What needs to be done:
The data must be reproduced verbatim; images are to be omitted.

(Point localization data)
--------------------

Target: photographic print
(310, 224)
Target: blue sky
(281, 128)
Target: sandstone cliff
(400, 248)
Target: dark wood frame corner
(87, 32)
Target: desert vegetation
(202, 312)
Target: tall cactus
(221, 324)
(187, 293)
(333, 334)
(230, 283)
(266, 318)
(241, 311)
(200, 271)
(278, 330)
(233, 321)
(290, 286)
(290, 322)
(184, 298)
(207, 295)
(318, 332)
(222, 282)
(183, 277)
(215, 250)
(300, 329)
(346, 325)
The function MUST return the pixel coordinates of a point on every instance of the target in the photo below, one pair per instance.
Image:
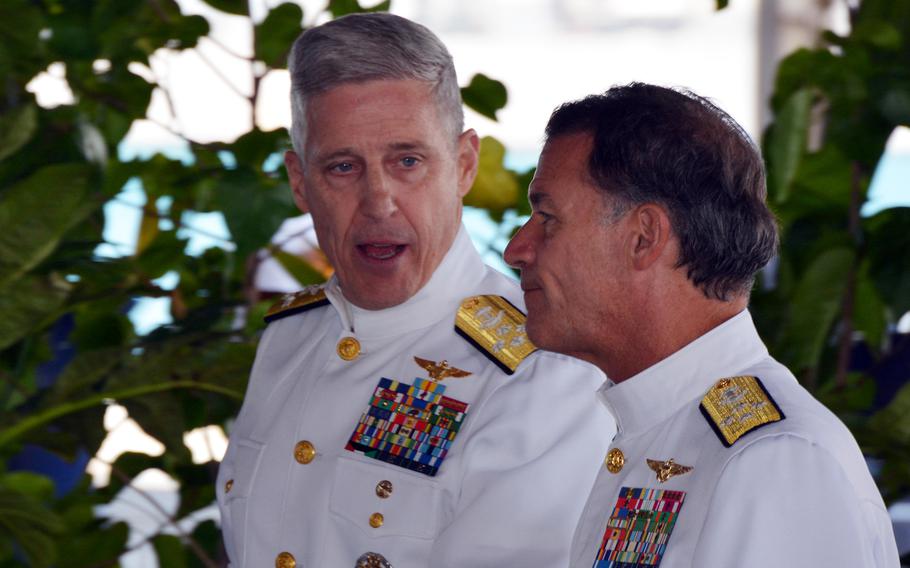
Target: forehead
(371, 113)
(562, 170)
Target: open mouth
(381, 251)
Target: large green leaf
(495, 187)
(238, 7)
(340, 8)
(485, 95)
(27, 304)
(254, 207)
(787, 143)
(16, 129)
(277, 32)
(888, 243)
(25, 521)
(814, 307)
(298, 268)
(37, 212)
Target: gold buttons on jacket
(285, 560)
(615, 460)
(372, 560)
(348, 348)
(304, 452)
(384, 489)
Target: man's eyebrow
(408, 145)
(339, 153)
(538, 197)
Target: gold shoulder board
(496, 328)
(296, 302)
(737, 405)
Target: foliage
(68, 349)
(843, 278)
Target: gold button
(384, 489)
(372, 560)
(285, 560)
(615, 460)
(304, 452)
(348, 348)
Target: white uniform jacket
(508, 492)
(792, 491)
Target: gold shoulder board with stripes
(496, 328)
(737, 405)
(296, 302)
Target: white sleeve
(528, 470)
(784, 501)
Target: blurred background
(147, 222)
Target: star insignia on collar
(441, 370)
(666, 470)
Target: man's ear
(650, 235)
(295, 175)
(468, 155)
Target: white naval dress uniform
(508, 493)
(790, 493)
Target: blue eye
(342, 168)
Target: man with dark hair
(649, 224)
(398, 415)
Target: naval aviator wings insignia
(441, 370)
(667, 469)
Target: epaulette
(296, 302)
(737, 405)
(496, 328)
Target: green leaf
(495, 187)
(16, 129)
(786, 143)
(254, 207)
(27, 304)
(36, 213)
(895, 105)
(814, 307)
(237, 7)
(869, 312)
(888, 243)
(170, 550)
(277, 32)
(29, 524)
(485, 95)
(298, 268)
(340, 8)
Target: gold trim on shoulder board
(497, 328)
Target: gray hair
(364, 47)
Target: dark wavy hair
(671, 147)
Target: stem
(30, 423)
(845, 344)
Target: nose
(520, 252)
(378, 200)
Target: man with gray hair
(649, 224)
(398, 415)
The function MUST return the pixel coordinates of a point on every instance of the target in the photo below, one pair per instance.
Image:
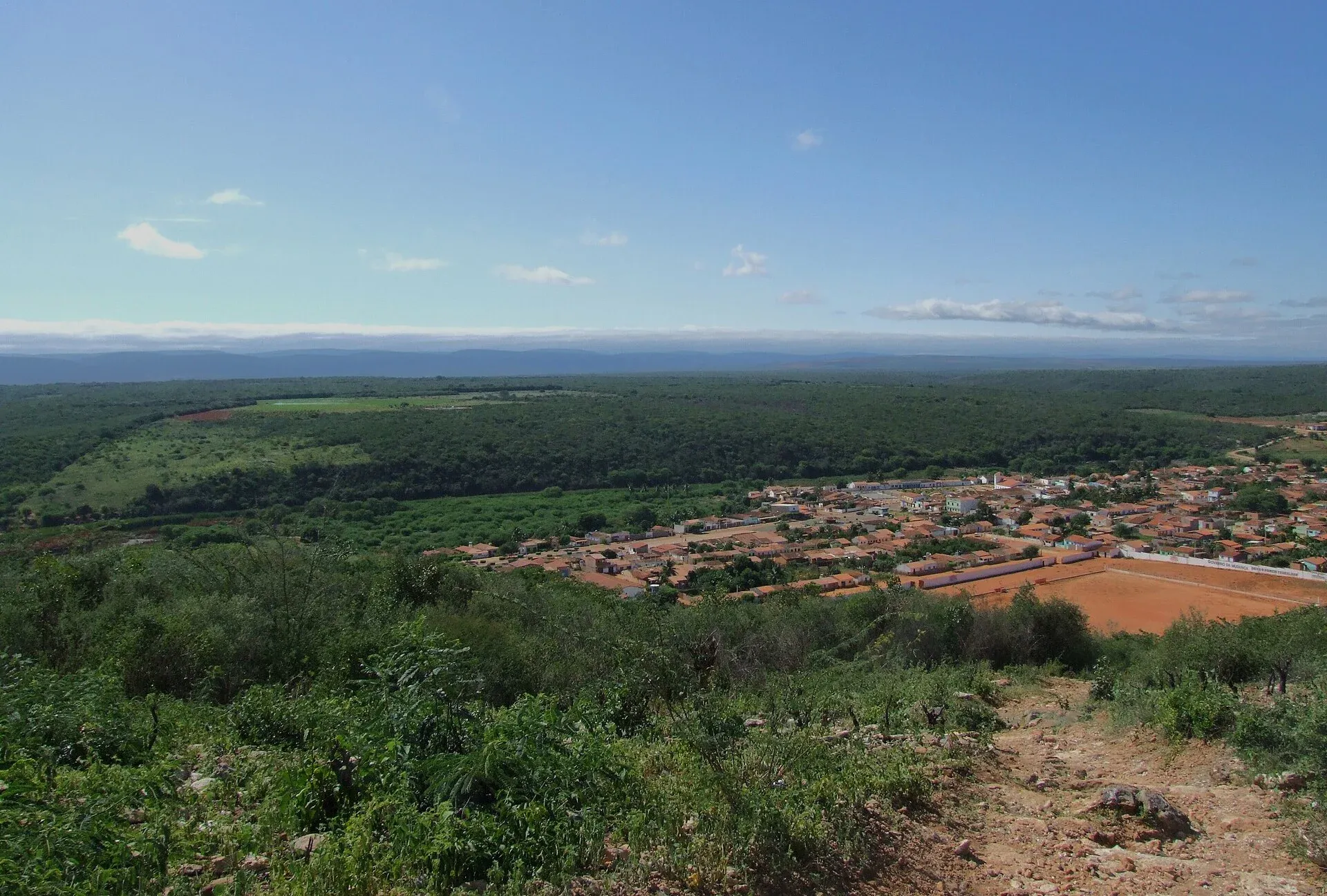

--------------------

Solved exercise:
Target: photographic print
(310, 224)
Target: blue sky
(281, 128)
Target: sandstone cliff
(400, 248)
Target: dark wood frame corner
(87, 32)
Target: desert vegetation
(202, 312)
Target: tall cactus
(221, 324)
(187, 293)
(333, 334)
(230, 283)
(266, 318)
(241, 311)
(200, 271)
(278, 330)
(233, 321)
(290, 286)
(290, 322)
(184, 298)
(207, 295)
(318, 332)
(222, 282)
(183, 277)
(215, 250)
(300, 329)
(346, 325)
The function MUST return the pixel coordinates of a point on every instance of the target in the photo below, one pair per instance.
Image:
Target: forehead
(371, 113)
(562, 170)
Target: open mouth
(381, 251)
Target: large green leaf
(495, 187)
(238, 7)
(340, 8)
(485, 95)
(27, 304)
(254, 207)
(787, 143)
(16, 129)
(277, 32)
(888, 243)
(25, 521)
(814, 307)
(298, 268)
(37, 212)
Target: gold buttons on jacket
(285, 560)
(615, 460)
(372, 560)
(348, 348)
(304, 452)
(384, 489)
Target: man's eyebrow
(408, 145)
(339, 153)
(538, 197)
Target: gold shoulder board
(496, 328)
(296, 302)
(737, 405)
Target: foliage
(68, 349)
(843, 278)
Target: gold button
(384, 489)
(372, 560)
(285, 560)
(615, 460)
(304, 452)
(348, 348)
Target: white uniform jacket
(508, 492)
(792, 491)
Target: gold shoulder board with stripes
(496, 328)
(737, 405)
(296, 302)
Target: white sleeve
(528, 470)
(784, 501)
Target: blurred background
(147, 222)
Target: star insignia on collar
(441, 370)
(666, 470)
Target: man's ear
(650, 235)
(295, 175)
(468, 155)
Target: white naval dress uniform
(508, 493)
(790, 493)
Target: blue eye
(342, 168)
Target: man with dark hair
(649, 224)
(398, 415)
Target: naval aviator wings insignia
(441, 370)
(667, 469)
Target: epaulette
(296, 302)
(737, 405)
(496, 328)
Target: green leaf
(495, 187)
(16, 129)
(786, 143)
(254, 207)
(27, 304)
(36, 213)
(895, 105)
(814, 307)
(237, 7)
(869, 312)
(888, 243)
(170, 550)
(277, 32)
(29, 524)
(485, 95)
(298, 268)
(340, 8)
Target: gold trim on shoulder board
(497, 328)
Target: gray hair
(364, 47)
Target: dark wavy hair
(671, 147)
Target: stem
(30, 423)
(845, 344)
Target: nose
(520, 252)
(378, 200)
Target: man with gray hair
(649, 224)
(398, 415)
The function MUST return the pixel coordinates of a point on every instance of the target in the photo below, one pair per instance.
Image:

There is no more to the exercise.